*Required action:* Pick out each line of the records that includes the string "below", and copy it.

Image-grounded pointing data
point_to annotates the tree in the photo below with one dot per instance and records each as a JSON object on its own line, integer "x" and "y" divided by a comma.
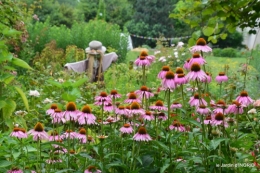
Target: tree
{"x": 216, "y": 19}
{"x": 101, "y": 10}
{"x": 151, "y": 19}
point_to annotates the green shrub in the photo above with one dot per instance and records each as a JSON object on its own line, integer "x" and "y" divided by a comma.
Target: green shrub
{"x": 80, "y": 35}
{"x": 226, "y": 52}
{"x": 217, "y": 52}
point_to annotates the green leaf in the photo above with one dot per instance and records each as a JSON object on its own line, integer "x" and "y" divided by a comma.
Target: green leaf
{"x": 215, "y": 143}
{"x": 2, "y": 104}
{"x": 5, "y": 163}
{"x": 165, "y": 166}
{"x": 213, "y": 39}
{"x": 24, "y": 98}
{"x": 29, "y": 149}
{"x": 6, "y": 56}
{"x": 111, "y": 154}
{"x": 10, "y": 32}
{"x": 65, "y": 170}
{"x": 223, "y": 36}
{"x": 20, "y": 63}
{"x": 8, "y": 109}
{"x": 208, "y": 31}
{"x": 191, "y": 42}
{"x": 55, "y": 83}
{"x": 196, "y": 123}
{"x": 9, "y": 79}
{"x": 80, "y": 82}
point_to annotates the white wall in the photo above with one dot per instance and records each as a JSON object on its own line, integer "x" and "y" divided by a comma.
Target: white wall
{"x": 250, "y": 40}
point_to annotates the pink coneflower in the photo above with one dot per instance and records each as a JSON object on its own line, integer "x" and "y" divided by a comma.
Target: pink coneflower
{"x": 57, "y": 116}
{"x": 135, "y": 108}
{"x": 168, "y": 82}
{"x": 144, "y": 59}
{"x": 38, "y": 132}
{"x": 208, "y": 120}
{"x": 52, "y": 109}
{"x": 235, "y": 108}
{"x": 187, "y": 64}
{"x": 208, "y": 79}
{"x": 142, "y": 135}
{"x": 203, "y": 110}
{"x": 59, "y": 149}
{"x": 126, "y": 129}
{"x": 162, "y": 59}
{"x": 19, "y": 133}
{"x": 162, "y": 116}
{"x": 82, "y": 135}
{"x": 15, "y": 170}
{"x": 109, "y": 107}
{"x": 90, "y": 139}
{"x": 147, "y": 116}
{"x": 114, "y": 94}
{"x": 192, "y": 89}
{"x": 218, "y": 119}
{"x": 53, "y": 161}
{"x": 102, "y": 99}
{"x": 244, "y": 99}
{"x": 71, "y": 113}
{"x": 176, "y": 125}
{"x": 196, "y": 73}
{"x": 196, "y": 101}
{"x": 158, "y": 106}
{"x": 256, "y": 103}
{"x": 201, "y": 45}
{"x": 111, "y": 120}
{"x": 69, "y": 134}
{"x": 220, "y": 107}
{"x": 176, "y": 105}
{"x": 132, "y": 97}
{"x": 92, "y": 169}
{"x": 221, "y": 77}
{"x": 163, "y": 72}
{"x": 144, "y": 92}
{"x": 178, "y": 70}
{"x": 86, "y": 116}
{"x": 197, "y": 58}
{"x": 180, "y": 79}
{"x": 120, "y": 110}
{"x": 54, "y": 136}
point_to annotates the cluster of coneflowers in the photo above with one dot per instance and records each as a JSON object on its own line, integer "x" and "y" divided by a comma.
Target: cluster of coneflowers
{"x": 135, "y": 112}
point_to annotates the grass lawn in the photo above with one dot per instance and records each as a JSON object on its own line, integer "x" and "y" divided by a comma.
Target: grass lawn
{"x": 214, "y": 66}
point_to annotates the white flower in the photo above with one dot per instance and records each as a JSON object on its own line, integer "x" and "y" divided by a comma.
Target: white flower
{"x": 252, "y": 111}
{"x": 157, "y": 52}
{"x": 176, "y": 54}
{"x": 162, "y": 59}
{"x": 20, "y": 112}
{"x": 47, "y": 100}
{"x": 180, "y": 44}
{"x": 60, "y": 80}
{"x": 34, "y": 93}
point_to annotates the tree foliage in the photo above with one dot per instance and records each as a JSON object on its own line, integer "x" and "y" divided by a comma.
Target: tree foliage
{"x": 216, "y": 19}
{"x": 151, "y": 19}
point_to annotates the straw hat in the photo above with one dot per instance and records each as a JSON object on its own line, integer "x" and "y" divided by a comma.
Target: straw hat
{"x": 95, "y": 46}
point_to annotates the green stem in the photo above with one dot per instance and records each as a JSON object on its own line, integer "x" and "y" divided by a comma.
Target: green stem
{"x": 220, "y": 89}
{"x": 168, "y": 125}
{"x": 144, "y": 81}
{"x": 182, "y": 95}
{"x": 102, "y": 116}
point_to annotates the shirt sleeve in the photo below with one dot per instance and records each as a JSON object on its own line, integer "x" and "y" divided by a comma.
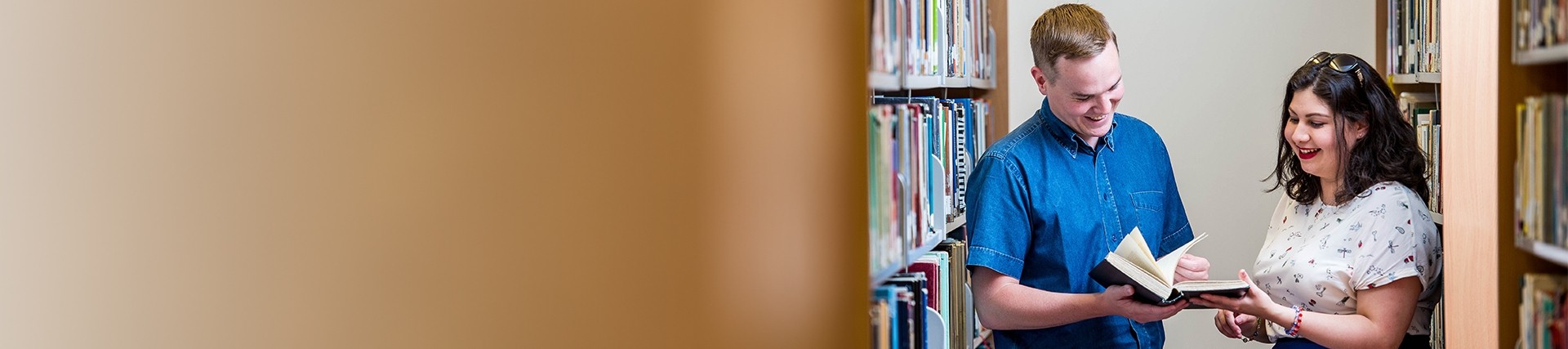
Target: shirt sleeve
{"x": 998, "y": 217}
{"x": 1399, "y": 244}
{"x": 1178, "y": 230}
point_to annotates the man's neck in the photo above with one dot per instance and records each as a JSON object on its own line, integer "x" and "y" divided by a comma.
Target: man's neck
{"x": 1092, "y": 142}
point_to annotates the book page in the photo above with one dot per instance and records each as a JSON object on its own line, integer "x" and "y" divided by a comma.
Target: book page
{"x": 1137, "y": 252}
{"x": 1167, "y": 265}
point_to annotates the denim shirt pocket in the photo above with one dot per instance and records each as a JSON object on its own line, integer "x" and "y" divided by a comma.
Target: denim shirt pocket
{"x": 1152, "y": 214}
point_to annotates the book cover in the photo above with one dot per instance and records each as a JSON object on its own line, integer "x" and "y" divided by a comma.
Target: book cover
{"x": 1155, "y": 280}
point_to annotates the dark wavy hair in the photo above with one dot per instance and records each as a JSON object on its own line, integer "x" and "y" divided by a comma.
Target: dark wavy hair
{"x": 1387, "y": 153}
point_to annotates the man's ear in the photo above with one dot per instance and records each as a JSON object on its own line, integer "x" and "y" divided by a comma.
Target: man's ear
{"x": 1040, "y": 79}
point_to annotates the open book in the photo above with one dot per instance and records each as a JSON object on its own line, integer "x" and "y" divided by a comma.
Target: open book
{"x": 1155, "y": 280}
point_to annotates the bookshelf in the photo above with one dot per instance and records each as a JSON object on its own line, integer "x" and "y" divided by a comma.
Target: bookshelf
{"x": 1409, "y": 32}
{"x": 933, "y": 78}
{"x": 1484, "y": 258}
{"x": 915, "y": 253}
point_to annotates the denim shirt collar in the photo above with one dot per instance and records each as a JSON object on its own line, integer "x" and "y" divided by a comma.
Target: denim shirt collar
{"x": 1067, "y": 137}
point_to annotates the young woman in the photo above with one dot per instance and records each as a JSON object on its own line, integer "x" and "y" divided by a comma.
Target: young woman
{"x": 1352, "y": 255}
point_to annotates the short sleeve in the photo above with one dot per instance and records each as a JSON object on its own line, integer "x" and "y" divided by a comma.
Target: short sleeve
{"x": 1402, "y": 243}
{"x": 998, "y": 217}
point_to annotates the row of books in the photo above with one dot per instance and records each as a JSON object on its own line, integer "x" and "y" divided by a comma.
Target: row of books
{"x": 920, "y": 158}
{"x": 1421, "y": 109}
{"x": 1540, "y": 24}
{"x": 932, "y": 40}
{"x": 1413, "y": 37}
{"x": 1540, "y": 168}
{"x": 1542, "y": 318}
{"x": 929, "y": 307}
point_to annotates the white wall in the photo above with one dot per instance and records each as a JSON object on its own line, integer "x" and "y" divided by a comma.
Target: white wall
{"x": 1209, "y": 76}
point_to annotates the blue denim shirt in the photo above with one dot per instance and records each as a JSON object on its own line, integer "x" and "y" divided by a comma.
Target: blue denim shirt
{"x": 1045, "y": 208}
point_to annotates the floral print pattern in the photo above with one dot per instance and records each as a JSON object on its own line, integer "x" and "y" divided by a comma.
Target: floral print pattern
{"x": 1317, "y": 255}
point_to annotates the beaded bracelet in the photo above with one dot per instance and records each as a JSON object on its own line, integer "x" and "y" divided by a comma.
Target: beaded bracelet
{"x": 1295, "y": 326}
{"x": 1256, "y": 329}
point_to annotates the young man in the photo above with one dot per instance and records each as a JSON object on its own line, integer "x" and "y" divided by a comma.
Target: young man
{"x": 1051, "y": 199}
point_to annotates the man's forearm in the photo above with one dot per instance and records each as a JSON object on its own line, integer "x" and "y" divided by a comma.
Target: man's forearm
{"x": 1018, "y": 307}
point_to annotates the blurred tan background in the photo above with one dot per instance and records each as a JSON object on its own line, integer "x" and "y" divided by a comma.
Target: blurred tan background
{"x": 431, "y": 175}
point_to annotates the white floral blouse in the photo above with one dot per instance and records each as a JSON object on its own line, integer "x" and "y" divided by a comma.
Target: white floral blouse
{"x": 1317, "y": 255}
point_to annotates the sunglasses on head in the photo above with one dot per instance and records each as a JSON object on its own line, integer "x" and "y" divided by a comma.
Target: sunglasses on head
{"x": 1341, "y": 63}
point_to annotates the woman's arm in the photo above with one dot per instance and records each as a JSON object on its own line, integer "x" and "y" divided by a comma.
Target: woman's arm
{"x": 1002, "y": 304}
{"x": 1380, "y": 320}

*Exercise result:*
point_to annotates the tree in the photo below with one dot per instance and records each as a JSON object on its own line, integer "x" and "y" divided by a comma.
point_to annotates the shirt sleeve in the photo below with one dot per instance and records each as a JSON object on its own line, integer "x" and "y" divided by a comma.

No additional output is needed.